§ TO DO
Locate each line in the items below that contains the word "butterfly", and copy those lines. Case counts when matching.

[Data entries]
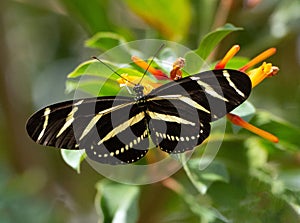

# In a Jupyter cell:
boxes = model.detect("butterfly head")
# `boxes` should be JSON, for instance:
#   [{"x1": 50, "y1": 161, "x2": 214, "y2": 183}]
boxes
[{"x1": 133, "y1": 84, "x2": 144, "y2": 100}]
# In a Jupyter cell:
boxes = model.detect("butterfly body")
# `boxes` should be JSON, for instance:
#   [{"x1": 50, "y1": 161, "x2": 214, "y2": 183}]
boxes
[{"x1": 26, "y1": 69, "x2": 251, "y2": 165}]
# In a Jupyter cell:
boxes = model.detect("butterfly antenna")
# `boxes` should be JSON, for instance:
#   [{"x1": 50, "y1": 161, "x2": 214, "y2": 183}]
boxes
[
  {"x1": 138, "y1": 44, "x2": 165, "y2": 85},
  {"x1": 92, "y1": 56, "x2": 136, "y2": 86}
]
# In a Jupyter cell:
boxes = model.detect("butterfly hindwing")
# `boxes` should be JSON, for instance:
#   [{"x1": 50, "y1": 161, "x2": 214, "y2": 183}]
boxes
[
  {"x1": 146, "y1": 70, "x2": 251, "y2": 153},
  {"x1": 26, "y1": 69, "x2": 251, "y2": 165}
]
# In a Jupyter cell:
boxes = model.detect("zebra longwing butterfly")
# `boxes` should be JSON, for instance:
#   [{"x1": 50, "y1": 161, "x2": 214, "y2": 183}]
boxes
[{"x1": 26, "y1": 69, "x2": 251, "y2": 165}]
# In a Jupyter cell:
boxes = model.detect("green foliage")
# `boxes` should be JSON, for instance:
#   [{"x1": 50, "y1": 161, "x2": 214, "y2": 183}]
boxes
[
  {"x1": 125, "y1": 0, "x2": 192, "y2": 41},
  {"x1": 95, "y1": 180, "x2": 140, "y2": 223}
]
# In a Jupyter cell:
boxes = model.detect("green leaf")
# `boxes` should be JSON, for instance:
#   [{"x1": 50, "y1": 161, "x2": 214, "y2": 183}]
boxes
[
  {"x1": 60, "y1": 149, "x2": 86, "y2": 173},
  {"x1": 278, "y1": 169, "x2": 300, "y2": 192},
  {"x1": 95, "y1": 180, "x2": 140, "y2": 223},
  {"x1": 68, "y1": 60, "x2": 118, "y2": 78},
  {"x1": 66, "y1": 79, "x2": 120, "y2": 96},
  {"x1": 59, "y1": 0, "x2": 113, "y2": 34},
  {"x1": 85, "y1": 32, "x2": 126, "y2": 51},
  {"x1": 184, "y1": 158, "x2": 229, "y2": 194},
  {"x1": 125, "y1": 0, "x2": 192, "y2": 41},
  {"x1": 195, "y1": 24, "x2": 242, "y2": 60}
]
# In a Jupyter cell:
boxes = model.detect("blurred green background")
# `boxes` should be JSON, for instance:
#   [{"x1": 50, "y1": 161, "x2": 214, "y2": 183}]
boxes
[{"x1": 0, "y1": 0, "x2": 300, "y2": 223}]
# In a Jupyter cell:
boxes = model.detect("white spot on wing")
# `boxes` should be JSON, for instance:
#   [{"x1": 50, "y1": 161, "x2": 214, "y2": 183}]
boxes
[{"x1": 37, "y1": 108, "x2": 51, "y2": 141}]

§ EXERCISE RESULT
boxes = model.detect("butterfly head")
boxes = model.detect("butterfly body")
boxes = model.detect("butterfly antenna")
boxes = model.detect("butterfly hindwing")
boxes = model.detect("zebra longwing butterfly")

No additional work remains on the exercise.